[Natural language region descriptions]
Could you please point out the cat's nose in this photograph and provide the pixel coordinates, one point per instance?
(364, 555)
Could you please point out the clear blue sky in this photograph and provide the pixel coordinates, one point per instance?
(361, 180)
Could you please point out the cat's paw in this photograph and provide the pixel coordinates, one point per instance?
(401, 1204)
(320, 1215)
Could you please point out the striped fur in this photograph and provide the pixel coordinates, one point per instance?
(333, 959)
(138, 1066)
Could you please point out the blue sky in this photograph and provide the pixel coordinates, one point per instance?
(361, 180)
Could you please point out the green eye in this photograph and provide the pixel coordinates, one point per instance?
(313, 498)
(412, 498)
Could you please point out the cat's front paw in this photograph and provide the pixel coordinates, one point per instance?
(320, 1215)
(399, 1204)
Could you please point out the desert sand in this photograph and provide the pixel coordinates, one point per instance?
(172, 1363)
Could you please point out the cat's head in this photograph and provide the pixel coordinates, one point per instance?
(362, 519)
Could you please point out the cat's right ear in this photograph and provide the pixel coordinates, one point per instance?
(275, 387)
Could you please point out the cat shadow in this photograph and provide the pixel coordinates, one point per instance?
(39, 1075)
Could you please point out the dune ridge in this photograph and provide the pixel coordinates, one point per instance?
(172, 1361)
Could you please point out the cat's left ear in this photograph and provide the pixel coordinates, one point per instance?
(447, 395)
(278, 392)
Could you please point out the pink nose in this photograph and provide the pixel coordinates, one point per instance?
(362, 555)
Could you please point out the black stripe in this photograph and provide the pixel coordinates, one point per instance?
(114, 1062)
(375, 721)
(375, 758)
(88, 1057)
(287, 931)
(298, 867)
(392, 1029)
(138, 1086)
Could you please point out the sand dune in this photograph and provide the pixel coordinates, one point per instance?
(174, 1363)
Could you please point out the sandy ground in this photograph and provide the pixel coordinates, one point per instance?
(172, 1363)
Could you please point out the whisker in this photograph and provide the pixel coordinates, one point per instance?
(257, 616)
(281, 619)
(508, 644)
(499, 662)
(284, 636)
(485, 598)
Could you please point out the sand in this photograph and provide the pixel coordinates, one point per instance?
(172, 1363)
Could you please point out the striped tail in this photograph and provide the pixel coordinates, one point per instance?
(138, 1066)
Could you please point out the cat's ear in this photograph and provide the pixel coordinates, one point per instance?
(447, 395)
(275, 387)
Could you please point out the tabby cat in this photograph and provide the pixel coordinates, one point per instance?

WHAT YOU SHOULD DO: Your response must repeat the entries above exactly, in full.

SOLUTION TO THE PROBLEM:
Could you please point out the cat's nose in this photograph and provide the pixel coordinates, one point per instance?
(364, 555)
Could you please point out the clear blue sky in this photograph and provide the pixel coordinates, one point per instance?
(361, 180)
Could you please point out the cat's paw in this photograph and provide the pixel coordinates, one point per instance?
(401, 1204)
(320, 1215)
Could you please point out the striped fur in this photograph and provide the pixel coordinates, one point per instance?
(333, 959)
(138, 1066)
Could you please point out the blue sky in this photograph and provide the pixel coordinates, one point per instance?
(361, 180)
Could you please point out the green eye in this photograph and provide the pixel coordinates, one point per instance?
(313, 498)
(412, 498)
Could you please point out the cat's front paw in this photograph and provide the pixel coordinates, one point per instance?
(320, 1215)
(399, 1204)
Could you please point out the desert sand in this photograph and provide the pixel coordinates, one point per instance?
(172, 1363)
Could you please point out the cat's head in this photograph and provide the pixel coordinates, one point per instance?
(362, 519)
Could you please point out the cat's right ear in this photograph and provide the pixel coordinates, one point per instance?
(275, 387)
Could you please point out the cat shadow in this photograph and provide the pixel coordinates, one point per instance?
(39, 1075)
Could you please point out the dune ridge in this photograph and provide the pixel coordinates, one point per instance?
(172, 1361)
Could you please point out the cat's left ear in this photograph and provide the pixel coordinates, one point per instance?
(447, 395)
(278, 392)
Could you please point out the pink nose in this photograph and provide the pixel coordinates, one point per instance?
(362, 555)
Could you please point out the black stripe in this photograph and provide the pixel coordinates, one point per instance?
(114, 1062)
(375, 721)
(375, 758)
(88, 1057)
(287, 931)
(298, 867)
(392, 1029)
(138, 1086)
Could you please point out the sand dune in this photograph and provide the pixel coordinates, one point per instance?
(174, 1363)
Could you please point out the sandy ground in this photograph and provide the pixel coordinates, one point per instance?
(172, 1363)
Could you please point out the whisker in this photograph and provide the pixel coordinates, one point per instance?
(257, 616)
(281, 619)
(508, 644)
(499, 662)
(284, 636)
(485, 598)
Could you please point out the sand in this photograph and provide the pixel coordinates, one point per instance?
(172, 1363)
Could you please point out the striped tail in this photograph and provide the pixel coordinates, one point per instance?
(138, 1066)
Could you please point out the cat's ear in this photograph and provide the pixel coordinates, one point per instance?
(447, 395)
(275, 387)
Could you please point out the tabby cat in this photograph and provide the pixel coordinates, one point per instance?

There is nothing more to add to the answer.